In the listing below, locate the line that contains "Could you point out the hazy" and the line that contains "Could you point out the overcast". Restate word for word those two lines and every line between them, and nothing else.

Input material =
>>>
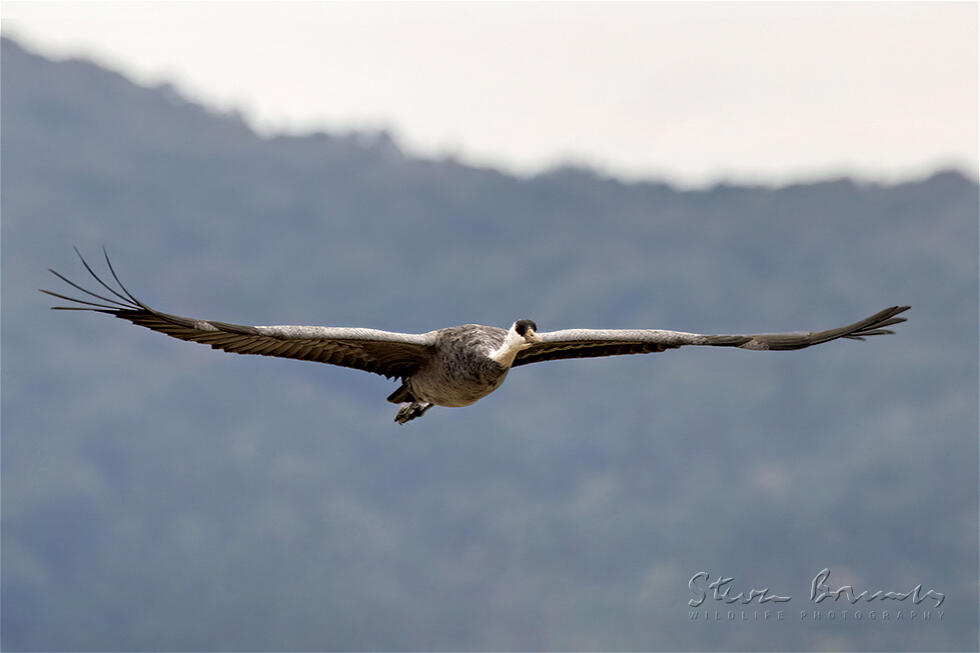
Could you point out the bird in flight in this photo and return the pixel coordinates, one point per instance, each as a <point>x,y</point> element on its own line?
<<<
>>>
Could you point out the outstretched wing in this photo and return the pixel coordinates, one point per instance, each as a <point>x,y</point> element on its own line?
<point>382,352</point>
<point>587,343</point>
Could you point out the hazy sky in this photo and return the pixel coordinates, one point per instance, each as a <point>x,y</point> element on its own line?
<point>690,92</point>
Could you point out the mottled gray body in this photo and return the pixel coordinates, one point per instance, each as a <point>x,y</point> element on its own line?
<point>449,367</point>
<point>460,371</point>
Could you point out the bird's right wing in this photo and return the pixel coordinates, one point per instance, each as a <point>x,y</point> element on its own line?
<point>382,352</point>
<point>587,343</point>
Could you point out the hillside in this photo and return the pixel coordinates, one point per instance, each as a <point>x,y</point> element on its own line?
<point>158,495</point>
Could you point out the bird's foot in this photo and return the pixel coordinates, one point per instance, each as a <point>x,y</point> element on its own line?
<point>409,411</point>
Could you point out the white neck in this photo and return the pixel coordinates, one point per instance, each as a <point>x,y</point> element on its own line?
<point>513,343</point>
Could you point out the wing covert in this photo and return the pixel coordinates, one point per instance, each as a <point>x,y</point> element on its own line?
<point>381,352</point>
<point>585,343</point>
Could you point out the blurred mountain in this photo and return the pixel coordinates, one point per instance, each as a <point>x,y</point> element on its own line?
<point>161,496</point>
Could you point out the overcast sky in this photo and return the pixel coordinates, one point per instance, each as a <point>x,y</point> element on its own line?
<<<
Task solution =
Could you point out the hazy sky in this photo and return the pixel coordinates, one point per instance, each as a <point>x,y</point> element on its own line?
<point>690,92</point>
Could you point out the mottled gray body in this photo and return the pixel coordinates, one point per instance, each as a <point>x,y</point> element on its own line?
<point>449,367</point>
<point>460,371</point>
Could you point out the bird's right wing in this photo and return the pixel coordinates, one point per instance, each as a <point>x,y</point> element on its own line?
<point>382,352</point>
<point>587,343</point>
Could you point out the hillside in this photo and return the pixel coordinates, one point per instance, each as a <point>x,y</point> element on its own line?
<point>158,495</point>
Could you point out the bird's foot in this photo and return the pixel coordinates, one point per instance, each as a <point>x,y</point> element on its own line?
<point>409,411</point>
Could you point out the white neck in this photo and return the pixel coordinates, one point per instance, each as a <point>x,y</point> element on its own line?
<point>513,343</point>
Could you point out the wing covert in this photo and return the pixel coordinates, one point per instance, each as a <point>x,y</point> element on its own line?
<point>381,352</point>
<point>585,343</point>
Could you point out the blurred mountain in this photo and return the pixel coordinates, one point per instance, each as a <point>x,y</point> element on its own line?
<point>161,496</point>
Could you point out the overcast sky in this photo and return the pixel coordinates, one point per instance, each as a <point>x,y</point> element on its own line?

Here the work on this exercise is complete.